**TASK PROMPT:** Please decide whether each statement agrees with the article about the Hyderabad MNA joining the PSP: 1. The Pakistan Peoples Party holds the other National Assembly seats in Hyderabad. 2. Fauzia Hameed joined the PSP on March 28. 3. Hussain said he regards Anis Kaimkhani as his elder brother. Answer yes or no for each, and quote the words of the article that settle it.

**DOCUMENT:**
****

MQM-P takes another hit as Hyderabad MNA joins PSP

By Zubair Ashraf
April 02, 2018

Amid the persisting impasse between the PIB Colony and Bahadurabad groups, Muttahida Qaumi Movement-Pakistan (MQM-P) lawmaker Syed Waseem Hussain joined the Pak Sarzameen Party on Sunday.

Hussain’s switch seems to have hit the MQM-P hard as he is one of the two MNAs the party had in the six National Assembly constituencies in Hyderabad. The Pakistan Peoples Party (PPP) has the rest of the seats. Now Khalid Maqbool Siddiqui, who is the convener of the MQM-P Bahadurabad group, is the lone MNA of the party in the second largest city of Sindh.

Addressing a presser with Hussain, Pak Sarzameen Party (PSP) President Anis Kaimkhani, who is also from Hyderabad and holds a considerable sway there, said his party was likely to become a major player in the province’s parliamentary politics in the General Election 2018.

“The PSP will emerge as the largest party in Sindh and, hopefully, the next chief minister will be its,” he claimed. “I also invite Farooq Sattar and Khalid Maqbool Siddiqui to come join the PSP. We will work together.”

The MQM-P has lost four lawmakers, two MNAs and as many MPAs, within a week, after the Election Commission of Pakistan decision against Sattar’s convenership of the party. MPAs Naila Munir and Naheed Begum joined the PSP on March 28, MNA Fauzia Hameed on March 29 and on Sunday Hussain jumped the ship.

Unlike before when the MQM leadership was facing allegations of working for the Indian spy agency, RAW, the narrative built at these press conferences reflected the infight of the MQM-P and its incompetence to serve its mandate.

“I can serve Muhajirs and other ethnic groups while with the PSP. Today, MQM leaders are only interested in taking over the party,” Hussain commented. He said he started his political journey in Hyderabad and hoped to reclaim the National Assembly seat for the PSP in the next polls. “I consider Anis Kaimkhani as my elder brother,” he added.

Expressing his concerns over the preliminary delimitations in the province, Kaimkhani said the PSP had moved the court against the results as the controversial census on which they were based showed the Karachi population, for example, seven million less than it actually was.

****

**DATA SECTION:**

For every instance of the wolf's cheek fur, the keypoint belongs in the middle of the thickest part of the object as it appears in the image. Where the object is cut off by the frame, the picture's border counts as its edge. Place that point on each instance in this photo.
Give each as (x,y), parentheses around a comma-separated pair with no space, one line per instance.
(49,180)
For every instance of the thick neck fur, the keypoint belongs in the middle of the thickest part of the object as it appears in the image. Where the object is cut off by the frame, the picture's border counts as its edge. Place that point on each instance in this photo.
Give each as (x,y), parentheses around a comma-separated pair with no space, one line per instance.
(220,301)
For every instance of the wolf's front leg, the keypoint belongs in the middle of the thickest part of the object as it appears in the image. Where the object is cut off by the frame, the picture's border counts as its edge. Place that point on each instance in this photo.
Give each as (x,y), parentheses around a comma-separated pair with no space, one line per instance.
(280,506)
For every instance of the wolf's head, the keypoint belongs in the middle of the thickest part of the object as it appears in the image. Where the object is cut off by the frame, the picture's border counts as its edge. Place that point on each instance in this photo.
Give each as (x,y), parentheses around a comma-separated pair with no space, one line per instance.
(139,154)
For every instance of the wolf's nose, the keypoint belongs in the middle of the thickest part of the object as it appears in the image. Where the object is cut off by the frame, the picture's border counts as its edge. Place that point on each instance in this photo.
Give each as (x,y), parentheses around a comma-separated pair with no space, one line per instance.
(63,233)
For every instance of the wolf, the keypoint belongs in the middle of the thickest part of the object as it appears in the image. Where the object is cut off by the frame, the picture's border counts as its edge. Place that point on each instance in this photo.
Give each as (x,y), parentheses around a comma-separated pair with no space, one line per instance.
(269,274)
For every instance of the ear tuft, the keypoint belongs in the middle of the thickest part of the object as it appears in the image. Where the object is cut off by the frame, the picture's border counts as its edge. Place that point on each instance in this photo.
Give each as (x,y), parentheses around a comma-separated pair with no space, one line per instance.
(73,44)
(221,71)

****

**THE SOLUTION:**
1. Yes: "The Pakistan Peoples Party (PPP) has the rest of the seats."
2. No: "MNA Fauzia Hameed on March 29"
3. Yes: "I consider Anis Kaimkhani as my elder brother"